Select and copy every line of the items below that contains the word "green", matching case exactly.

_Provided records_:
▬▬▬

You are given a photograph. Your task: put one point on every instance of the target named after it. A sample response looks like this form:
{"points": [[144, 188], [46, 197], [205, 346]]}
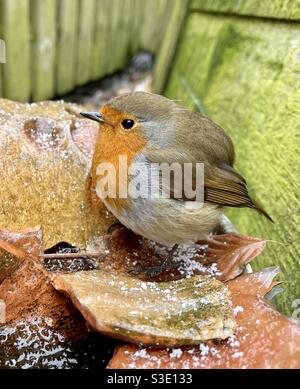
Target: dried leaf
{"points": [[222, 256], [45, 160], [264, 337], [15, 247], [27, 292], [231, 252], [180, 312]]}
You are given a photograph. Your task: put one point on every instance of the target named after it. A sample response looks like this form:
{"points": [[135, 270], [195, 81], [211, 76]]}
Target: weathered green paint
{"points": [[66, 50], [54, 45], [15, 32], [246, 73], [279, 9], [43, 45], [99, 51], [85, 41], [2, 51], [168, 46], [113, 37], [123, 34]]}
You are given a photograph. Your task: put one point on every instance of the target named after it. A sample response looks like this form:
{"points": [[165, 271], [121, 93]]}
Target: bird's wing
{"points": [[223, 185]]}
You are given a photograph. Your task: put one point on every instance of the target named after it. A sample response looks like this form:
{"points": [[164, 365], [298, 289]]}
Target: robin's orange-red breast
{"points": [[151, 129]]}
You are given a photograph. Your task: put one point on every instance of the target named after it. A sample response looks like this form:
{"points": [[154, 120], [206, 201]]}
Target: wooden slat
{"points": [[100, 47], [43, 30], [178, 10], [246, 75], [66, 52], [15, 31], [278, 9], [136, 27], [113, 39], [123, 33], [87, 9], [152, 22], [2, 49]]}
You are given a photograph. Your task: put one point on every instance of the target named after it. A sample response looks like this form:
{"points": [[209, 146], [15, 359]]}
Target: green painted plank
{"points": [[100, 46], [154, 20], [169, 42], [279, 9], [66, 51], [15, 32], [123, 33], [2, 52], [115, 16], [43, 30], [86, 26], [246, 74]]}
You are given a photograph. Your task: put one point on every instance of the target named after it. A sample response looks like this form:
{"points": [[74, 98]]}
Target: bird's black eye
{"points": [[127, 124]]}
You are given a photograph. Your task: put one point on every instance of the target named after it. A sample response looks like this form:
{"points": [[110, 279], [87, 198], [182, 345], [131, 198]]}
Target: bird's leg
{"points": [[167, 264]]}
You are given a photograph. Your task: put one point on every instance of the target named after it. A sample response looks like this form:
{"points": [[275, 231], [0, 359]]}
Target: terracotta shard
{"points": [[46, 152], [264, 337], [182, 312], [15, 246]]}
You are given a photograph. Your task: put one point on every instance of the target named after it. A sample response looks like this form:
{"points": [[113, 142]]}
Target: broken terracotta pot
{"points": [[264, 337], [182, 312]]}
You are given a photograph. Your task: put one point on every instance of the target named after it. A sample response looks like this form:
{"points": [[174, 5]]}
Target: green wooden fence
{"points": [[54, 45], [240, 60]]}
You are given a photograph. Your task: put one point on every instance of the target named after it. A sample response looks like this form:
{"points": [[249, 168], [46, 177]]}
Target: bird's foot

▬▬▬

_Expected answer_:
Target: weathered green paint
Target: green painted plank
Target: green wooden fence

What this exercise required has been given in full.